EXERCISE REQUIREMENTS. Please recast the part of the items below that opens with the line containing "of the blue" and closes with the line containing "pixel 245 196" as a Markdown table with the columns Row and Line. Number each line in order, skip any blank lines, and include nothing outside that span.

INFORMATION SHOWN.
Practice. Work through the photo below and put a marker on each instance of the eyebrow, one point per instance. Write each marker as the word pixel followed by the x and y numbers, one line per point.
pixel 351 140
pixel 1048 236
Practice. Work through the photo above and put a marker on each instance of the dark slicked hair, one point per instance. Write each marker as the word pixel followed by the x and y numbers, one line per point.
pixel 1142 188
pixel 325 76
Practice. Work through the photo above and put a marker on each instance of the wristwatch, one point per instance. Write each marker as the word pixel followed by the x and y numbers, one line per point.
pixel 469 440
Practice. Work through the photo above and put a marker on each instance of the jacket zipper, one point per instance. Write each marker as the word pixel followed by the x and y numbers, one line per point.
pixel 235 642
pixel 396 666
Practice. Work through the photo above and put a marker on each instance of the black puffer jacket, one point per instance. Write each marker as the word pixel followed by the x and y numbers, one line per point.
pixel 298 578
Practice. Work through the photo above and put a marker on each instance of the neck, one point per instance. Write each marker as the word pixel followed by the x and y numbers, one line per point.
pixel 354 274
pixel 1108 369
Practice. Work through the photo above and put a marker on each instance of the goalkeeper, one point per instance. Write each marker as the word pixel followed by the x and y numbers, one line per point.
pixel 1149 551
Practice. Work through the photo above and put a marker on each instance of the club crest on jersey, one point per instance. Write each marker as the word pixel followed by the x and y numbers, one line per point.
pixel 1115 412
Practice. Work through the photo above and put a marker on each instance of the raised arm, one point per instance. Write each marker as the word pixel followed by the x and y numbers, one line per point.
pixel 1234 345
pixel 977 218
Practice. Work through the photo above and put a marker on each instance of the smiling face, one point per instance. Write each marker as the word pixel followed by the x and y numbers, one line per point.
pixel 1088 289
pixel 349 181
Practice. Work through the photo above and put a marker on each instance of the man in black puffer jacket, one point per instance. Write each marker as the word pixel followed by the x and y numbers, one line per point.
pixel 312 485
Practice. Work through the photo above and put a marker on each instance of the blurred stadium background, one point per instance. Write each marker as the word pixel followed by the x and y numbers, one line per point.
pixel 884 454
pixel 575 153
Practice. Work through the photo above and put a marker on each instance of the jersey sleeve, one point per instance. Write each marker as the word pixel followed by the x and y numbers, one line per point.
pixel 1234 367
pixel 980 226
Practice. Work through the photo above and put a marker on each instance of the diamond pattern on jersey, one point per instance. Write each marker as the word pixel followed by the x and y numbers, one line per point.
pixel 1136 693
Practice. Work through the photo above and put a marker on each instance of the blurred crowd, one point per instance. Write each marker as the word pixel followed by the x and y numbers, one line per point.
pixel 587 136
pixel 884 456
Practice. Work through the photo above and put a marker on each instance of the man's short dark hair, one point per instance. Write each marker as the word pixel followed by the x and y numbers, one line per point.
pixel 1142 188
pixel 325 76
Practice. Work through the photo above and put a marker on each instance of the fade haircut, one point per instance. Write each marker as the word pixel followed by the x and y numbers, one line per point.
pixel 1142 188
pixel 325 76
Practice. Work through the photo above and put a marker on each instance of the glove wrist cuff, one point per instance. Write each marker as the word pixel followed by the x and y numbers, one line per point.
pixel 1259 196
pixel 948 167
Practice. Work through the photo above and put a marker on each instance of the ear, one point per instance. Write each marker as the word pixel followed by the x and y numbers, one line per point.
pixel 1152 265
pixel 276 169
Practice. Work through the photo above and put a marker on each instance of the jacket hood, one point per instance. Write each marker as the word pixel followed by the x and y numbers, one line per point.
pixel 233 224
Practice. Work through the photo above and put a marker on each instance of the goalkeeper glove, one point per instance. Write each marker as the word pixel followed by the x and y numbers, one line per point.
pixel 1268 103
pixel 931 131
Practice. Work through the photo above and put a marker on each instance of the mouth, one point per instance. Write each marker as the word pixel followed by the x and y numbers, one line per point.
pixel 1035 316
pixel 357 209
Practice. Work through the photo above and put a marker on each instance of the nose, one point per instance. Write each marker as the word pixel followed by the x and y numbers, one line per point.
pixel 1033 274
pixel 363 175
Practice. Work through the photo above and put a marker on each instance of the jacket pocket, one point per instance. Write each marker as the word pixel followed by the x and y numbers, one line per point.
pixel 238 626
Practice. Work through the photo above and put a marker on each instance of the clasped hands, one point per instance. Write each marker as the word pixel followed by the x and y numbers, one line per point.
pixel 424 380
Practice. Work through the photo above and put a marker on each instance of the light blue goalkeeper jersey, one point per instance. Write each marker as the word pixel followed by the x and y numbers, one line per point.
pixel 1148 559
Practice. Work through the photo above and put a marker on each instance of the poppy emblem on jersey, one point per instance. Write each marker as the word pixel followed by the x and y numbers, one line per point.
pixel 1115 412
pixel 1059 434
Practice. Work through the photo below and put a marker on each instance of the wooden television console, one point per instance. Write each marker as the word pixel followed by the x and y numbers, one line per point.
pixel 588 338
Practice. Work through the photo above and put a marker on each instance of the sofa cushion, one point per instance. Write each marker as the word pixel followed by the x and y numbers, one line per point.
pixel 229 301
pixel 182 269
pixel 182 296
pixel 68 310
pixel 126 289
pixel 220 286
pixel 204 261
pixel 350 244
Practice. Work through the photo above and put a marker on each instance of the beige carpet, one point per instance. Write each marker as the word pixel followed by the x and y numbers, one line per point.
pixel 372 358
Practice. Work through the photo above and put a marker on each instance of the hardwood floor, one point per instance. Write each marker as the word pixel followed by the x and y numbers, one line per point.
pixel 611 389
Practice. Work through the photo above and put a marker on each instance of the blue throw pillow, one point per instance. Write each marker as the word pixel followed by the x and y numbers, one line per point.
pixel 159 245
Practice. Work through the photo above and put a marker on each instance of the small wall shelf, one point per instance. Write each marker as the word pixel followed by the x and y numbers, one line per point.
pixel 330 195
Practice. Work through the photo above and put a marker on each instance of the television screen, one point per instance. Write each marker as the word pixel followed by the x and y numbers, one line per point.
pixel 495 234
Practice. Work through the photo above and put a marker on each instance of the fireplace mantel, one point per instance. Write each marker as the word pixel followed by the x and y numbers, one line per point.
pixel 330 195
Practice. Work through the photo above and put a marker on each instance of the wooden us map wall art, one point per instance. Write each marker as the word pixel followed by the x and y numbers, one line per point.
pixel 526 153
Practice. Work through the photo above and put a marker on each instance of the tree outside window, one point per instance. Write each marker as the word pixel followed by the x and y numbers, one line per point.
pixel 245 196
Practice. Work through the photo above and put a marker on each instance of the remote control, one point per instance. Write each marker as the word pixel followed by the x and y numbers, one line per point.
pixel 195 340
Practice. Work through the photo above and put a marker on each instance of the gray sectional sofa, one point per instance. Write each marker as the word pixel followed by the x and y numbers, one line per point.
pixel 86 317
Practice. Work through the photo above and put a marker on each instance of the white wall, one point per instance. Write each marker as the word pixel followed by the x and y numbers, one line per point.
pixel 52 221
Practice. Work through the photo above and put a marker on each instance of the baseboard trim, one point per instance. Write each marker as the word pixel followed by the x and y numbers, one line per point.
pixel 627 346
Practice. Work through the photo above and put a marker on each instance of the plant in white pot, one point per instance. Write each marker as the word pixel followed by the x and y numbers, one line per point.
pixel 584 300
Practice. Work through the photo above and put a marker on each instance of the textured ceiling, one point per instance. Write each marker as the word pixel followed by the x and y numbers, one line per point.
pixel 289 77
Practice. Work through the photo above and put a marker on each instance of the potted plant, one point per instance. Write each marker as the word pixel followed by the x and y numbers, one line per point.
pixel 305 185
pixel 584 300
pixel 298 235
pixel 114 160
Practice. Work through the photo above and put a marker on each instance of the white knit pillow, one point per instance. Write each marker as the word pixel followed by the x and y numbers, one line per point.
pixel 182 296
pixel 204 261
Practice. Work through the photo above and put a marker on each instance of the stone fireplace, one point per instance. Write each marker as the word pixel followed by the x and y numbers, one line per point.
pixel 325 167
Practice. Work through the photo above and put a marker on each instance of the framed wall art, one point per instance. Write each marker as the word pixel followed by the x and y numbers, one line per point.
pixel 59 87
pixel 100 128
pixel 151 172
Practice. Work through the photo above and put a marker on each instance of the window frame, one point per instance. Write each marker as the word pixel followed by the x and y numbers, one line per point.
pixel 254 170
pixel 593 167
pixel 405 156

TASK RESULT.
| Row | Line |
|---|---|
| 1 | Practice. Work through the photo above and put a marker on each instance of the blue throw pillow, one point per instance. Write each marker as the word pixel followed by the x and y numbers, one line per point. |
| 2 | pixel 159 245 |
| 3 | Practice. Work through the photo above and put a marker on each instance of the small wall shelf, one point per instance. Write each marker as the word pixel followed by the x and y numbers, one line per point. |
| 4 | pixel 330 195 |
| 5 | Practice. Work through the photo above and put a marker on each instance of the television screen, one point per instance. Write each marker as the word pixel followed by the x and y numbers, one line per point. |
| 6 | pixel 495 234 |
| 7 | Practice. Work through the photo above and put a marker on each instance of the fireplace mantel, one point per instance. Write each marker as the word pixel followed by the x and y numbers, one line per point. |
| 8 | pixel 330 195 |
| 9 | Practice. Work through the photo above and put a marker on each instance of the wooden us map wall art, one point per instance. Write each marker as the word pixel followed by the x and y numbers, one line per point. |
| 10 | pixel 526 153 |
| 11 | Practice. Work through the photo above and put a marker on each instance of the tree outside window, one point per instance. Write each marker as the word pixel followed by the x and y numbers, one line per point. |
| 12 | pixel 245 196 |